(begin)

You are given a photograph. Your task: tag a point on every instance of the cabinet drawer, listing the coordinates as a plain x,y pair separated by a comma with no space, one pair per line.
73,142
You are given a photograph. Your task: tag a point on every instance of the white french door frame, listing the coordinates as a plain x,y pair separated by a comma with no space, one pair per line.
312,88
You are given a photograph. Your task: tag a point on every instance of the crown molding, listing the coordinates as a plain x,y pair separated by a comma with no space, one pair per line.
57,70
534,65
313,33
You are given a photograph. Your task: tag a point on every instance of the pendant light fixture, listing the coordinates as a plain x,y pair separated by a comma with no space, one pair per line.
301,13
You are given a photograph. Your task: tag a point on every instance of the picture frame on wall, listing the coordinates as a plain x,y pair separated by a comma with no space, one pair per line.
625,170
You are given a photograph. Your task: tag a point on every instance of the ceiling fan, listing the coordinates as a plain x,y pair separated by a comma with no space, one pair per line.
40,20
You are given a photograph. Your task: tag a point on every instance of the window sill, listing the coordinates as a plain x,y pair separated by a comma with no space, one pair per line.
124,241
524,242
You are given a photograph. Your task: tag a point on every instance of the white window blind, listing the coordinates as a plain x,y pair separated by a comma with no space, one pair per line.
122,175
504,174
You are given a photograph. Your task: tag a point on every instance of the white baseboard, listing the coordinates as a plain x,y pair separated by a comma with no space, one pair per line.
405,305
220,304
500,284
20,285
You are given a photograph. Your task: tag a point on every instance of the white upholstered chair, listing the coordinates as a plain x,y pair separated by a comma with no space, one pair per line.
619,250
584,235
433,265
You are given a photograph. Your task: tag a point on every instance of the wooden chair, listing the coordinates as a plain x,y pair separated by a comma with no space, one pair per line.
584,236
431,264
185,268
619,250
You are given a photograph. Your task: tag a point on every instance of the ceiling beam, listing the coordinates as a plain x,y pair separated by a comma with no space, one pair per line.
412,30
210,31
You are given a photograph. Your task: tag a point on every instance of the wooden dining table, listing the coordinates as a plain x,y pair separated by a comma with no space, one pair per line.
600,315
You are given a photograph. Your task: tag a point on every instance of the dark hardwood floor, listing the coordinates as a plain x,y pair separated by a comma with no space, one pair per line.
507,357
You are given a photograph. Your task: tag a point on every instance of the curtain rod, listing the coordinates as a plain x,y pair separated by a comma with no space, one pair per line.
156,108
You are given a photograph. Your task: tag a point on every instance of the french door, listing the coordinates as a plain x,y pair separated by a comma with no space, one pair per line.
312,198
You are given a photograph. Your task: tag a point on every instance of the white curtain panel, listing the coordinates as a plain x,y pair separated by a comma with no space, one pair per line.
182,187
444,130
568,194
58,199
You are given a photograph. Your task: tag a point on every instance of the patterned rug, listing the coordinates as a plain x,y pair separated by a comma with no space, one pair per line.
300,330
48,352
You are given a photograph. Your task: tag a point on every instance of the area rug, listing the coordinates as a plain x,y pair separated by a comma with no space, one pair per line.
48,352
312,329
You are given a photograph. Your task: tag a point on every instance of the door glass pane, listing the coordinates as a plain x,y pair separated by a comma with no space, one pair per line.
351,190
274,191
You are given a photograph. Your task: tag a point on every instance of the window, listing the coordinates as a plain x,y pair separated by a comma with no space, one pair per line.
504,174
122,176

(end)

WORK INSTRUCTIONS:
Copy all of the data above word for word.

RESPONSE:
You are given a photograph. Your task: tag a point on every instance of the cabinet drawer, listing the coordinates as a plain x,y pair separated by a comma with no space, one pair per line.
73,142
You are given a photograph. Your task: tag a point on every instance of the white french door frame, listing the coordinates as a plain x,y pair separated by a comma with no space, one pair per line.
312,88
You are given a photograph. Your task: tag a point on every instance of the crown molding, listing the coordinates as a plain x,y pair separated by a comma with no space, one pair per line.
57,70
534,65
313,33
You are given a photograph. Your task: tag a point on every instance of the pendant light fixture, listing the coordinates as a plain x,y pair separated by a comma with no space, one pair per line.
301,13
You are given a photograph. Your task: tag a point on every instance of the picture frame on wall, listing the coordinates as a plain x,y pair separated by a comma with no space, one pair per line.
625,170
You are given a photograph. Your task: tag a point on every instance of the ceiling fan, listing the coordinates as a plain x,y pair separated by a comma with no space, one pair per line.
40,20
You are given a photograph. Your task: tag a point on every instance of the window sill, listing the coordinates as a plain x,y pair separated by a comma with no space, one pair per line.
124,241
524,242
You are given a photograph. Your task: tag a point on every instance of the white window blind, listing the coordinates as a plain x,y pair separated by a comma with no space, one pair per line.
122,175
504,174
You are given a photograph. Your task: tag a point on every instance of the white baseboard, listing the coordinates as a plain x,y pair separated by a comma with no space, one pair per line.
405,305
220,304
500,284
20,285
You are given a photograph. Your task: tag a point on every instance of the white upholstered chair, listing the coordinates as a plain x,y pair separated by a comma with no space, one pair per line.
619,250
584,235
433,265
You are given a photograph. Your task: tag a point on every instance of the wooden chair, listing the coordinates as a plain x,y pair separated by a comma with no space, one pair per line.
584,236
431,264
185,268
619,250
You are given a photograph. Your task: tag a point on every instance of the ceiling beam, listing the coordinates as a plain x,y pair separated by a comma with no space, one pair per line.
412,30
210,31
You are given a photograph. Your task: tag a point on every instance of the wooden dining table, listing the coordinates as a plain x,y pair separated by a comma with no space, one pair per line.
600,315
You are given a photograph. Your task: tag a point on every instance of the dark hardwood floor, listing the coordinates as a plain x,y pair separated by a comma with no space, one pair per line.
507,357
You are given a photograph. Your task: tag a point on every instance of the curtain rod, listing the coordinates as a plain x,y pair separated by a comma with no space, one pair per line.
156,108
You are given a photograph. Your task: tag a point on every instance of the french door, listing the coordinates as a plain x,y pair separated by a comma with no space, one pair per line.
312,198
You are given a photograph. Your task: tag a point on every instance of the white curtain panel, listing the coordinates as a plain x,y pair separated by a comma with no space, one pair per line.
182,187
444,130
568,194
58,199
You are given a photograph. Your task: tag a point on every instance of the patterned rug, listing the coordinates as a plain x,y pair separated by a comma with no space, one pair per line.
300,330
48,352
You are given a photograph. Your task: tag a point on every instance of the area rug, listing the coordinates as a plain x,y pair separated by a comma with no space, one pair per line.
48,352
312,329
You are given a photograph. Your task: tag a point on every instance of the door glass pane, listing the coordinates as a plain x,y pair separated by a comma with no space, one pair per line.
351,190
274,191
You are given a photograph. Your task: tag a point on every instance of the window, listing the coordinates as a plain x,y pair separated by a comma with no space, one pair per line.
504,174
122,176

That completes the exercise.